> **Written exercise**
Please convert the items below into a JSON list of strings with one string per line, skipping blank lines and leaving the pictures out.

> **Input**

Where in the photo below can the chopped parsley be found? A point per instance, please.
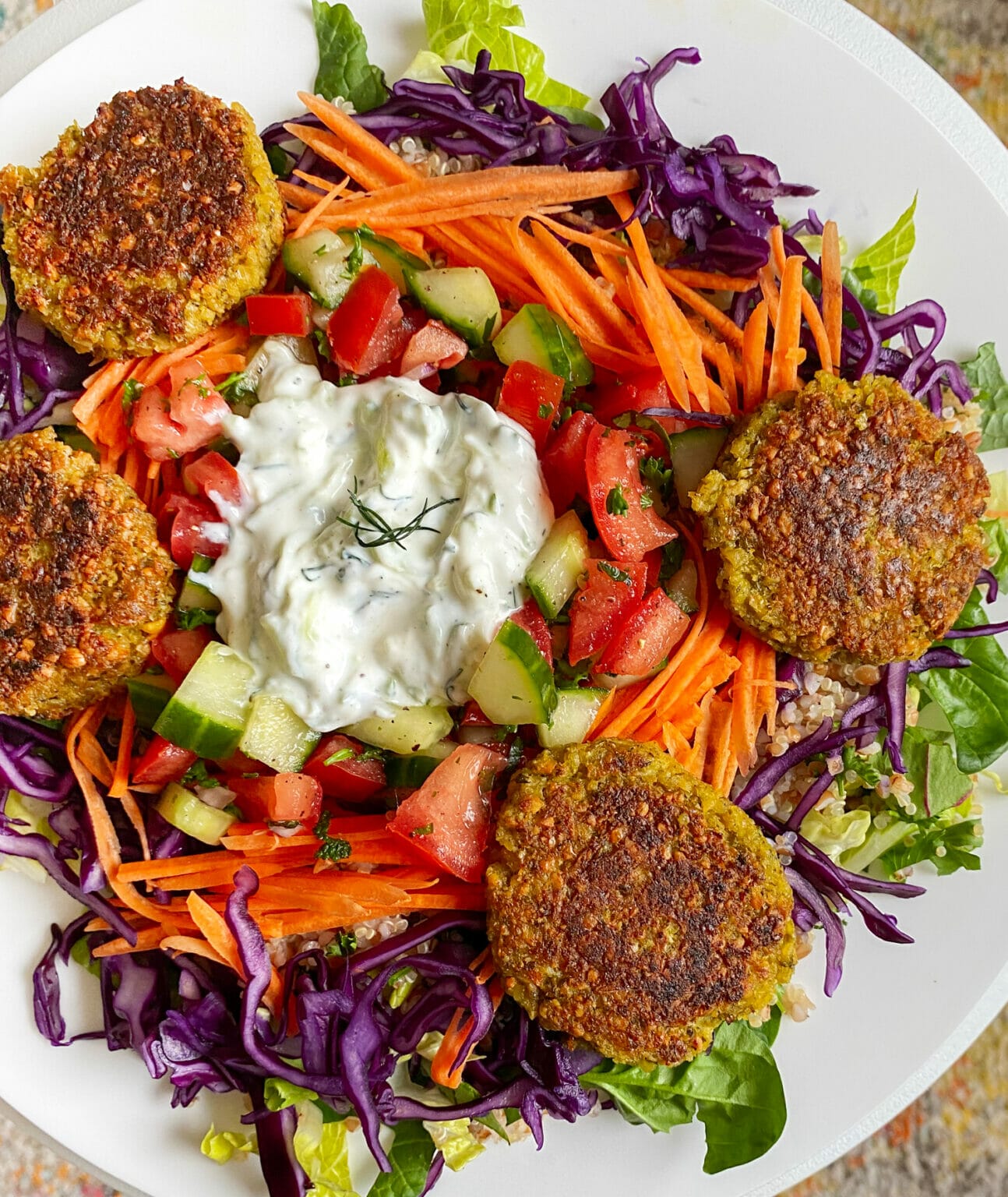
(343, 945)
(615, 502)
(332, 848)
(615, 572)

> **Problem solution**
[
  "Where in the photo below can the chopped parsley be found? A point per instance, please.",
  "(343, 945)",
  "(615, 502)",
  "(332, 848)",
  "(615, 572)"
]